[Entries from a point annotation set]
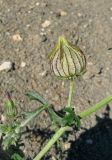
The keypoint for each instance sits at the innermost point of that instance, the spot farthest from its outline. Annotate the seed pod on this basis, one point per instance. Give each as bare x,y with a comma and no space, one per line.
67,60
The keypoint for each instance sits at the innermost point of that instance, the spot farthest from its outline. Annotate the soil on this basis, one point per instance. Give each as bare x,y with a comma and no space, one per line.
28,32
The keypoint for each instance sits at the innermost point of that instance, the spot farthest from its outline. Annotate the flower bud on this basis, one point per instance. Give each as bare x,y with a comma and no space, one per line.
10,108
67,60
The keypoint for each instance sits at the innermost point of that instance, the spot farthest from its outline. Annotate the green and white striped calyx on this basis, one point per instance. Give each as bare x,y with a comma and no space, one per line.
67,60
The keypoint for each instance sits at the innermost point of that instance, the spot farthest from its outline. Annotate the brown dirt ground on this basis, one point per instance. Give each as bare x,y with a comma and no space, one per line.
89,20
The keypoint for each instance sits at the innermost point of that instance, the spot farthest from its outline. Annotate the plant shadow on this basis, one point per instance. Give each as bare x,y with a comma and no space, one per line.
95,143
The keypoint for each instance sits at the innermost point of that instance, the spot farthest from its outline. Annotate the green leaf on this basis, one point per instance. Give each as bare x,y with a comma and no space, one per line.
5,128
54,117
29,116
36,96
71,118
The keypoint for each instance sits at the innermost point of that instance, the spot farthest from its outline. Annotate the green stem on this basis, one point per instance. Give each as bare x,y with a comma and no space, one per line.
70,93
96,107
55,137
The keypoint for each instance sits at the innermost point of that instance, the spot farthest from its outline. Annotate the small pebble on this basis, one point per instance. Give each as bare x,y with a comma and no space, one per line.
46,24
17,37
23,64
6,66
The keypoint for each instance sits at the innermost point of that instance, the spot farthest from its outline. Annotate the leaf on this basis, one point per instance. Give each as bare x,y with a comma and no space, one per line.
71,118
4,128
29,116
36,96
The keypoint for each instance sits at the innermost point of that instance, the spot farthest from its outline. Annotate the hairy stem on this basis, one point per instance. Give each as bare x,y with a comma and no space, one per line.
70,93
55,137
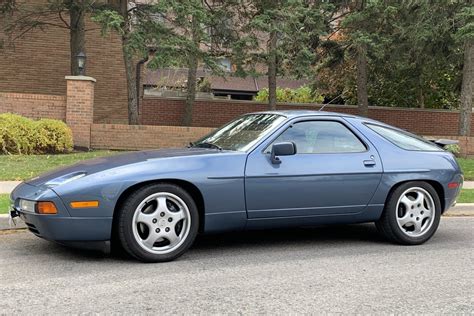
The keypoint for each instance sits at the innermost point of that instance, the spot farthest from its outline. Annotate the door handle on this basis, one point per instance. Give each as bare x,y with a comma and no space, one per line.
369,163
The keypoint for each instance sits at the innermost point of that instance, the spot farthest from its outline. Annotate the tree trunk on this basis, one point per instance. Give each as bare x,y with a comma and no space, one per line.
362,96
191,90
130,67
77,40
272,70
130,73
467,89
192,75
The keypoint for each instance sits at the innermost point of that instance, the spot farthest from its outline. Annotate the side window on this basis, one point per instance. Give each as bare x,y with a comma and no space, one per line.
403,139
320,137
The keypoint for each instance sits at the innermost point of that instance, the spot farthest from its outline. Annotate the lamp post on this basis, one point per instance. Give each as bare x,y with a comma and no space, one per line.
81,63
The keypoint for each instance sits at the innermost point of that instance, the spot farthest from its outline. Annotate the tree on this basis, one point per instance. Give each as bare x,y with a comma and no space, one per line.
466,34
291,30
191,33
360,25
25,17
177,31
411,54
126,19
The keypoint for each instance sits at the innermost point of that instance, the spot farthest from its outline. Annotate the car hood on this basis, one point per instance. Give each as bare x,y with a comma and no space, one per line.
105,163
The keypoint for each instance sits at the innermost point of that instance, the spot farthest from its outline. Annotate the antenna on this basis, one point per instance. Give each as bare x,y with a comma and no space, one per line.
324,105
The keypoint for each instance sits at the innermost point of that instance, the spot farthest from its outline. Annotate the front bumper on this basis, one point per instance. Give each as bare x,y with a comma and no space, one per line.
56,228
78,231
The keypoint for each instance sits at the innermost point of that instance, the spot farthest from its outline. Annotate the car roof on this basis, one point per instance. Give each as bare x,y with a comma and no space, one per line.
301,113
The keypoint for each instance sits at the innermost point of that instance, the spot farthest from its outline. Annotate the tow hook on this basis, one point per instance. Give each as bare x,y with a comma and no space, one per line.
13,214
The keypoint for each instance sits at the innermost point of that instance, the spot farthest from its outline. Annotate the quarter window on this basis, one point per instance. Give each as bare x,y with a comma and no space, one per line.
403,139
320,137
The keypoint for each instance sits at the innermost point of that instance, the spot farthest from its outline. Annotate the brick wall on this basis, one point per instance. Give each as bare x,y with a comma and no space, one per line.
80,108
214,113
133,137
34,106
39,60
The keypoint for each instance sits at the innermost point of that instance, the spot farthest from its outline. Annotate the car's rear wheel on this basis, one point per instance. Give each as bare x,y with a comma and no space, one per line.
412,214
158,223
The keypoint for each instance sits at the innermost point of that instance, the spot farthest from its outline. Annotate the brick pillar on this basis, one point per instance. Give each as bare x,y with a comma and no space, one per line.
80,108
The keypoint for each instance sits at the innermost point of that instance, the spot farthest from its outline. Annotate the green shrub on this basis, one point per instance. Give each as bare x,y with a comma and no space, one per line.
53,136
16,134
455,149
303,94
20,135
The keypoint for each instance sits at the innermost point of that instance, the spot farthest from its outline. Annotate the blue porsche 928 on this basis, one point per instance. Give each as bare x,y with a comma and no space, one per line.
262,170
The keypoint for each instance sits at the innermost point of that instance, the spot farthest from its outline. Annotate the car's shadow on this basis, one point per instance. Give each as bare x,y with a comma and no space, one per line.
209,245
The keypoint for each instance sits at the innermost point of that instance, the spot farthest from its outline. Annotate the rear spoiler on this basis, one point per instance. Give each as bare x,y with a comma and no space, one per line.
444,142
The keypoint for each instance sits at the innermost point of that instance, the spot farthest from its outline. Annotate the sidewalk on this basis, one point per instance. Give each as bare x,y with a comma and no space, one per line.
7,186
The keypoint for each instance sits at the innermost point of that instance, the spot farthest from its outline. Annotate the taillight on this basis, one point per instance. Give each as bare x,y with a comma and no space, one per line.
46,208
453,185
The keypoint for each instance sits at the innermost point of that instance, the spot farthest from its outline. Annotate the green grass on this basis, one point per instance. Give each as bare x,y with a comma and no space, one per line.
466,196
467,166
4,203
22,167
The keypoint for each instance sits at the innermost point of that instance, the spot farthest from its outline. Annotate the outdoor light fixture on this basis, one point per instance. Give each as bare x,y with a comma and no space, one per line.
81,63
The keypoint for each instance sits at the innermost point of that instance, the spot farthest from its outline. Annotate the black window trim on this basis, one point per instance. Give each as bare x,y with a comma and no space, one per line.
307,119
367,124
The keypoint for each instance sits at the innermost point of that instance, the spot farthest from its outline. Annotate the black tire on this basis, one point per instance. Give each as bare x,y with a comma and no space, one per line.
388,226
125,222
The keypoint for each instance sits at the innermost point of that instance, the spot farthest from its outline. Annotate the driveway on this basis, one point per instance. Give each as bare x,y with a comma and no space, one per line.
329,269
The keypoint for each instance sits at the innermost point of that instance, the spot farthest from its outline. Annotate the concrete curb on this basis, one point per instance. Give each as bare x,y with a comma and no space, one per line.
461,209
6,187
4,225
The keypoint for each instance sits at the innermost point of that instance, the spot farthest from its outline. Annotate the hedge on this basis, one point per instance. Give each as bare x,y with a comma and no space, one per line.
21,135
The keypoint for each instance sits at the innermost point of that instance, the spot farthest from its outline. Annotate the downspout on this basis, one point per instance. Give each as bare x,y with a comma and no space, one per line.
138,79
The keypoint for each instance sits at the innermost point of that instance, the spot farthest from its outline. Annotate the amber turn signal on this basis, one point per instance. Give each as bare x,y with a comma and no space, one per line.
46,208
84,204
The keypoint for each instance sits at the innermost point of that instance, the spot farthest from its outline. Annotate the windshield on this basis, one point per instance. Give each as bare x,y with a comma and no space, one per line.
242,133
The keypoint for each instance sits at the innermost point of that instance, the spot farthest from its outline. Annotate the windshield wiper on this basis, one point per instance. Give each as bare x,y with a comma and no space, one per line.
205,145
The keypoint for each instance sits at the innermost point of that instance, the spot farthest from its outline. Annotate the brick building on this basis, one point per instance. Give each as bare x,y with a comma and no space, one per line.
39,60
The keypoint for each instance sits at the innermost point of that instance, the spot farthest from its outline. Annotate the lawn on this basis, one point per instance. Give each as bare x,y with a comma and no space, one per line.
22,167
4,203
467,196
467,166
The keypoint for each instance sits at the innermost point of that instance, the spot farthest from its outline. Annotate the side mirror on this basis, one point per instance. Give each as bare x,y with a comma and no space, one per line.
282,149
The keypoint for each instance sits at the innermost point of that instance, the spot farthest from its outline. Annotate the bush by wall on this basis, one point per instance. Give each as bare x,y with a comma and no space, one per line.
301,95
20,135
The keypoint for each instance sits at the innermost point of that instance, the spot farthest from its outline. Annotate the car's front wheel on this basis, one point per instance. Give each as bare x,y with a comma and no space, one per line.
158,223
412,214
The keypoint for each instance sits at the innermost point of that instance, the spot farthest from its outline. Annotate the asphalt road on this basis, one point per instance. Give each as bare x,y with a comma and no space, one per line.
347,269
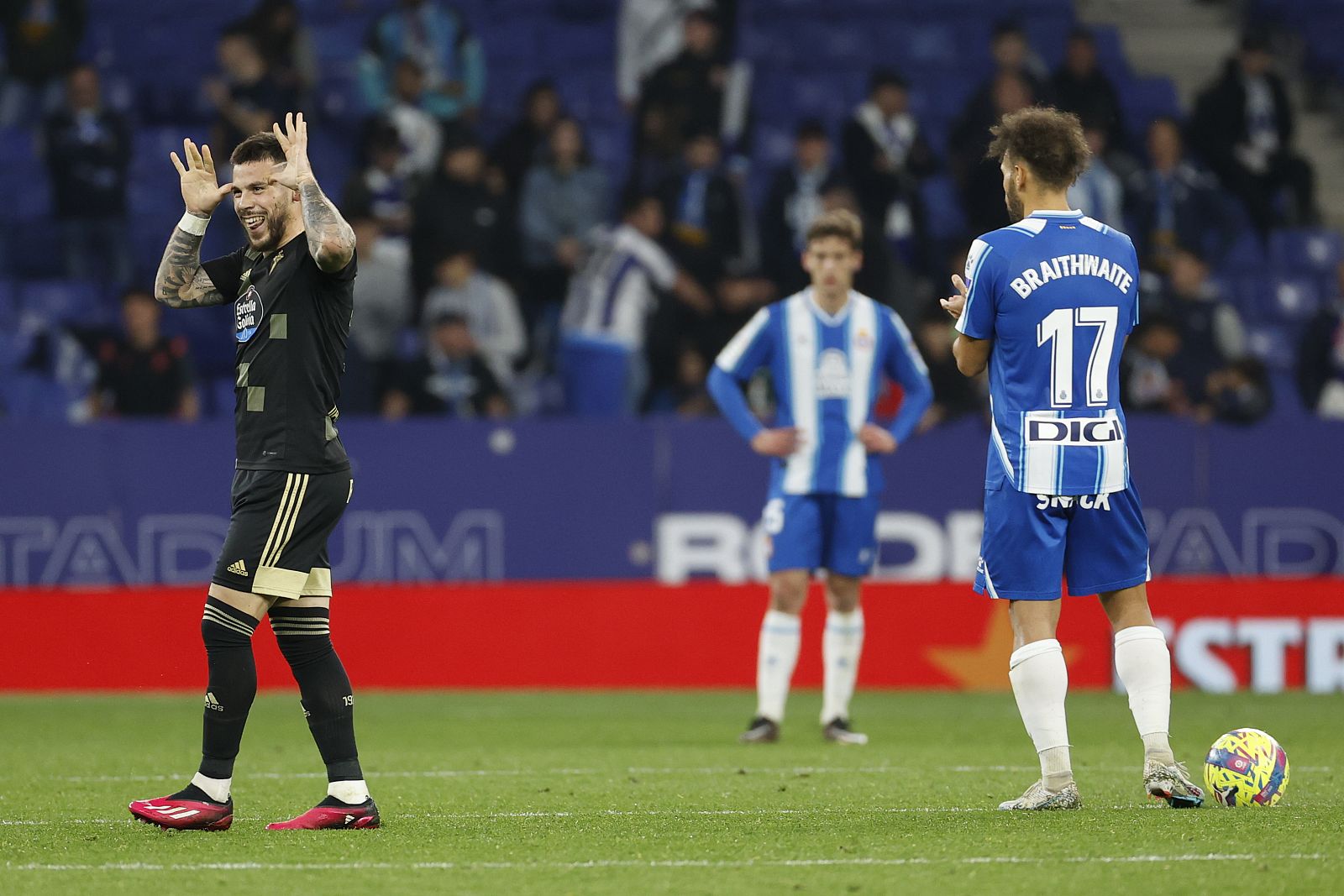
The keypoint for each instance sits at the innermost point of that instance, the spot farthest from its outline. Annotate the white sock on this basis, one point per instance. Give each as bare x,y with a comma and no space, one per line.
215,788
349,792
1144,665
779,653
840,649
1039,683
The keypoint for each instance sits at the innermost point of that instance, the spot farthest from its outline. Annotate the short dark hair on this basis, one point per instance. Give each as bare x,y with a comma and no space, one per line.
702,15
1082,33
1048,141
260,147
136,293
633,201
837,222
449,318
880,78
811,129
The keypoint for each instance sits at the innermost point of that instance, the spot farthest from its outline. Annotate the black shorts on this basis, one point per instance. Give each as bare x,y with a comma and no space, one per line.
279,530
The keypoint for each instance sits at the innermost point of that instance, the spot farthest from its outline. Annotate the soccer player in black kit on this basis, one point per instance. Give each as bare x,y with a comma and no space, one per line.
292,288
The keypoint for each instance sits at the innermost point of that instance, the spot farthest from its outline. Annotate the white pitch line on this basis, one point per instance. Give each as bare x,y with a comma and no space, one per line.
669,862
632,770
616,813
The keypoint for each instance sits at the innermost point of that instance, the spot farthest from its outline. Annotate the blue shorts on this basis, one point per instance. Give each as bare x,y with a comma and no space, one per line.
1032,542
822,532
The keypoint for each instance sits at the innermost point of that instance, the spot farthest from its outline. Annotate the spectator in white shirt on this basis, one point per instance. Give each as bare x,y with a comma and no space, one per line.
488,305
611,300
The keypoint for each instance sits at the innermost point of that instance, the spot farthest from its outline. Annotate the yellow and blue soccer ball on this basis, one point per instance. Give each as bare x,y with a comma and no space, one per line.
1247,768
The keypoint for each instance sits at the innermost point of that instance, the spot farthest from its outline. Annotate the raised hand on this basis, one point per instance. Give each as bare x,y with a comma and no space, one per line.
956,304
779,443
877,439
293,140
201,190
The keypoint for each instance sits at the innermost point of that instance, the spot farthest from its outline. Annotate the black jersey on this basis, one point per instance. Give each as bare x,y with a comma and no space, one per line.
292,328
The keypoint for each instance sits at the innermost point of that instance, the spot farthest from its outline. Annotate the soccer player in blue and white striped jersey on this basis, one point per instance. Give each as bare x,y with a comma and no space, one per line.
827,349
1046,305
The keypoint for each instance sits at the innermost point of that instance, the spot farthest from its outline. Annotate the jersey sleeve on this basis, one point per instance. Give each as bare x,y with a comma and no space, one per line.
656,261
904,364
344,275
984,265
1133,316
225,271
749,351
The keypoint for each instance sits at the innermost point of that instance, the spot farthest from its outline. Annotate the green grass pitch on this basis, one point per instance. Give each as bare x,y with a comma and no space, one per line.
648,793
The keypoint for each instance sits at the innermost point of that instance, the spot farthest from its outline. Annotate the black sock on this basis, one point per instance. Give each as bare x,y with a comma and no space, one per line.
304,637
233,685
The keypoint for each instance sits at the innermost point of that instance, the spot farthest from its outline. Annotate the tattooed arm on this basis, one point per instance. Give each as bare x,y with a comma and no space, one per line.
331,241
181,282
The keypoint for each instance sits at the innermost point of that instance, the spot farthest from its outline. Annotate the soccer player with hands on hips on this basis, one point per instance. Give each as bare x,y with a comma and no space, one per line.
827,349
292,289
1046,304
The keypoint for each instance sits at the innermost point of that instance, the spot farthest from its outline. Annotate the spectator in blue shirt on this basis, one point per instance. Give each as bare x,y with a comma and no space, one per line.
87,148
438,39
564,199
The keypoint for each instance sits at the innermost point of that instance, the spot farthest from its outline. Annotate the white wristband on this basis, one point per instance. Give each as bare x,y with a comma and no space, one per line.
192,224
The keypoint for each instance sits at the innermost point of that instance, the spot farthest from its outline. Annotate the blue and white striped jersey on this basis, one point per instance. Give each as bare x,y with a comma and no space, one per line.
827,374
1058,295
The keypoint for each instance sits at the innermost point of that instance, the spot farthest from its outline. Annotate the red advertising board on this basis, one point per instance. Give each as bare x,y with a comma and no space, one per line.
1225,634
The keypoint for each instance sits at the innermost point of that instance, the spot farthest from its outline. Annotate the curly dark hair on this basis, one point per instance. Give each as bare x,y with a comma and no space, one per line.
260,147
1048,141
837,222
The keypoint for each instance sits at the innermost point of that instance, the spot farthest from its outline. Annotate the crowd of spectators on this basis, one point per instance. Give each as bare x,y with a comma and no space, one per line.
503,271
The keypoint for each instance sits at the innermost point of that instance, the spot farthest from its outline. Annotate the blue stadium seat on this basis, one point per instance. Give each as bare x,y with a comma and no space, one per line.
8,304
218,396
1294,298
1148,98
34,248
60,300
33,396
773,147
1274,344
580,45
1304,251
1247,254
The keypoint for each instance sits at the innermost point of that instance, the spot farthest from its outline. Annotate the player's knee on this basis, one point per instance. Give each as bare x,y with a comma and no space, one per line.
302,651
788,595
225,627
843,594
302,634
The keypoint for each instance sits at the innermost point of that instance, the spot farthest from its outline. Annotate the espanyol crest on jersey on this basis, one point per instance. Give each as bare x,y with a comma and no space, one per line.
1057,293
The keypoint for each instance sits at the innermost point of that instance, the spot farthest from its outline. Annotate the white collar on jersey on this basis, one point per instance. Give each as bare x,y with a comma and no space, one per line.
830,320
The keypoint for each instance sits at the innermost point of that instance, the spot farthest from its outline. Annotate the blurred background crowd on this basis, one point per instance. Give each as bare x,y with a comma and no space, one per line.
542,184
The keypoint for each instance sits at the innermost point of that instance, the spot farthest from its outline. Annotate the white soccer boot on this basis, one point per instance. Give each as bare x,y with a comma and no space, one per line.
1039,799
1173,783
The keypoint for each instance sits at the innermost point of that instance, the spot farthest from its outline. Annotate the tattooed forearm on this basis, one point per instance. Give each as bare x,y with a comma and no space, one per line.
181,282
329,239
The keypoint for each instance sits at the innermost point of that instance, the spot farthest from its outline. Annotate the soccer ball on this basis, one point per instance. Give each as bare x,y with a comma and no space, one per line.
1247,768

▶ _What is asked_
Take the lines above from the one holding "Annotate the espanyol" to the last and output them exactly.

▶ _Written solution_
The keypoint for each instance sits at the innermost point of that instance, the spot farthest from its outline. Annotate the espanyol crest on jersey on this basis, one point per instance. Give each as bare x,y with a comma and no space, one per line.
1057,293
The keypoint for each instance sits at the innermost point of that instance, the spot farthest from its outline. Annotate the white collar on jersey on this basis, one point per instance. Give each as bare x,y with a comma and no space, one per line.
830,320
The keypoint for each instance sits at the innermost point of that instance, the spot farthest from its outline. Annotate the blurred background crowd on this basis, one point per instance. Give each as bare x,y with a comma and no space, one per line.
542,184
The keypoint for each instance sits at the innermost point of that instance, the spot farthest from its outline. Annotate the white soccer boot on this basis, one point per instance. Give each as bare x,y with a comma and no space, one per line.
1039,799
1173,783
The keypoint for each instance sits at the innermost point of that instance, the spot farthest from its outline. Annotate the tattooed forearm on this basis, one point per instance. Give each as bare x,y with a comma and no space, one per line.
181,282
329,239
The keypoint for each instance sits at the innermost point of that instance, the spot farthest from its outline. Annotate the soccer ball on this basis, one point per instance. Give each as bare x,y with a comma and no space, one per line.
1247,768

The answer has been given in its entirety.